WHAT TO WORK ON
**A)** From the article on forest conservation compensation, list the traits that the households identified for compensation tended to share.
**B)** Carry on the article on forest conservation compensation from the point where it stops.

Remote communities are not receiving the compensation they are entitled to from schemes designed to conserve tropical forests, a study suggests.
People who depend on being able to harvest forest resources should receive payment under the schemes.
But researchers say there is a “reality gap” between safeguards designed to help affected communities and who actually receives the compensation.
The findings have been published online in Global Environment Change.
“About 11% of global emissions come from deforestation and degradation of tropical forests so the idea is that if you can slow this down then that can offset emissions and that is good for climate mitigation,” explained Julia Jones from Bangor University, Wales.
Over the past decade, schemes called Reducing Emissions from Deforestation and forest Degradation (Redd/Redd+) have been developed as part of the global effort to mitigate climate change.
These mechanisms are designed to improve forest management and reduce the net emission of greenhouse gases in tropical forest and sub-tropical forest nations.
“It finally got approval (at the UN climate summit) in Paris in December that Redd+ will go ahead as a global climate mitigation mechanism,” Prof Jones told BBC News.
“What that means in reality is more protected areas and more funding. This sounds brilliant, after all it is a win-win situation and what is there not to like about it?”
However, it has been widely acknowledged that such schemes – if not implemented properly – can have a significant negative impact on people’s livelihoods, such as indigenous communities, and exacerbate poverty.
“This has been taken on board by, for example, the World Bank,” observed Prof Jones.
“They have made commitments that anything they fund [and] people are displaced as a result, they must be compensated for it.
“These commitments are also encapsulated in other doctrines, such as the Convention on Biological Diversity.”
But she added: “The problem is how do you go about doing that? The way that the World Bank guidelines work is that households affected by a scheme must be identified and then compensated for the negative impact of the establishment of a protected area on their livelihoods.”
In order to test whether the commitment to “social safeguards” were working on the ground, the team of UK and Madagascan researchers looked in detail at an area within Madagascar where a new protected area was being established.
The work was being funded by the World Bank’s Forest Carbon Partnership Facility.
“We have shown that, yes, they have gone out there and identified households that they think are affected negatively by conservation and have delivered compensation.”
However, she added, the compensation was not reaching those most affected by the project.
“We have mapped every single household that should have been covered by the compensation and have shown that… the process had some very serious biases in it,” she said.
“Essentially, the people that were identified were easier to reach physically – such as closer to the road or closer to the administrative centre.
“They also tended to be more socially connected; members of local forestry management committees, and they were – on average – richer or, at least, less poor.”

(Stored data entries)
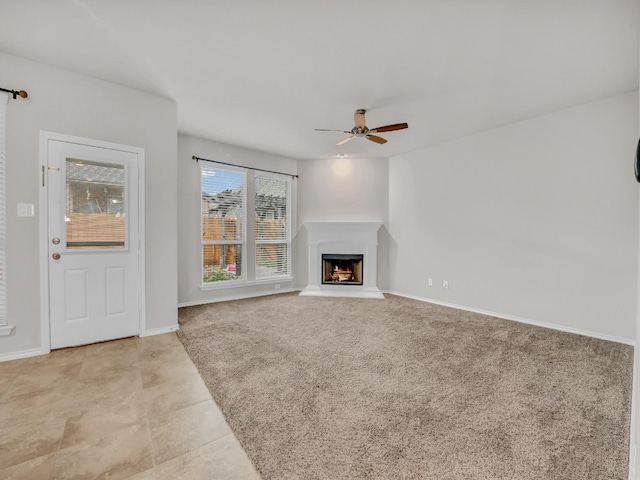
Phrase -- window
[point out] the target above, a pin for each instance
(230, 198)
(223, 224)
(273, 226)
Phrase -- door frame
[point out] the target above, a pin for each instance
(45, 137)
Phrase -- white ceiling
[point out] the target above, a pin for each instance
(265, 73)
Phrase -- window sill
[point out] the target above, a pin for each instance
(244, 283)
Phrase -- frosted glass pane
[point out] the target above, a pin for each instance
(95, 204)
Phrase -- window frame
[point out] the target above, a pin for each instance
(288, 227)
(5, 328)
(249, 244)
(242, 243)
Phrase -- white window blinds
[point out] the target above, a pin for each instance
(273, 226)
(4, 99)
(223, 224)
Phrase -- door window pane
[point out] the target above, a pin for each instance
(95, 204)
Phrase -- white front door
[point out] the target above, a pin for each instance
(93, 243)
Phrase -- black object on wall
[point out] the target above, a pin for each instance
(635, 163)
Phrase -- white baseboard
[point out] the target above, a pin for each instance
(520, 319)
(236, 297)
(160, 331)
(34, 352)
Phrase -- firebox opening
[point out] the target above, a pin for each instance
(342, 269)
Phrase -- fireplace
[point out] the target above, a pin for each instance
(334, 270)
(341, 269)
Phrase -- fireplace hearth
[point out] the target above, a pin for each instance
(340, 269)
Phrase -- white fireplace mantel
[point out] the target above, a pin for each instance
(351, 238)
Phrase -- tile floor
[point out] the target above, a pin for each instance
(128, 409)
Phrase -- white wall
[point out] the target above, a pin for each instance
(64, 102)
(189, 204)
(536, 220)
(343, 190)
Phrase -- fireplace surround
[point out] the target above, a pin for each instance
(342, 259)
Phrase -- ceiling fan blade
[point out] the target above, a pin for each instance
(376, 139)
(342, 142)
(330, 130)
(390, 128)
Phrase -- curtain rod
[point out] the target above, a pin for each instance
(15, 93)
(197, 159)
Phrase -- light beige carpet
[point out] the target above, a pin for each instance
(340, 389)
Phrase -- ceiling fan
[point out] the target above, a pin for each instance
(361, 130)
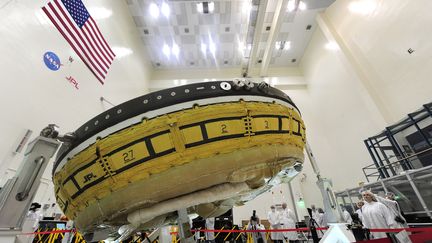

RESULTS OF THE TASKS
**A)**
- Easier to reach physically, such as closer to the road or closer to the administrative centre
- More socially connected, such as being members of local forestry management committees
- On average richer, or at least less poor

**B)**
Prof Jones said it was not what would be expected from a scheme that was delivering the help where it was needed most.
“People that are closer to the administrative centre are further away from the forest so they are less dependent on forest resources for their livelihoods,” she suggested.
“What is interesting here is that the World Bank has very explicit guidelines that it has to be pro-poor and target vulnerable groups. We have shown that it is not working.”
She said the study required researchers to spend a long time in the area in order to learn where all the households were located. In some cases, team members had to walk for eight or nine hours in order to reach some of the most remote communities.
“A criticism is that you can miss households like that if you come in for a short period of time but this is one of the problems; you cannot expect consultants paid through a World Bank project to be putting in that level of effort to find individual households,” she added.
“We do not want to be criticising the individual implementers of that particular project but we want to highlight a ‘reality gap’ between these lovely policies that sound great on paper and the reality on the ground which is that it is incredibly difficult to implement these policies.”
Prof Jones said the study’s aim was not to pass judgement on the projects nor the way the compensation scheme was implemented.
There is value pointing out that there is this reality gap,” she added.
“In countries like Madagascar, there is such poor mapping so when you are planning something like this and you do not have a map that shows villages that have primary schools etc then you are not going to be allocating sufficient resources.
“I would say that whenever there is any sort of effort to implement a conservation scheme then there needs to be an effort to map the human population. Relying on very old and out-of-date maps is not sufficient.”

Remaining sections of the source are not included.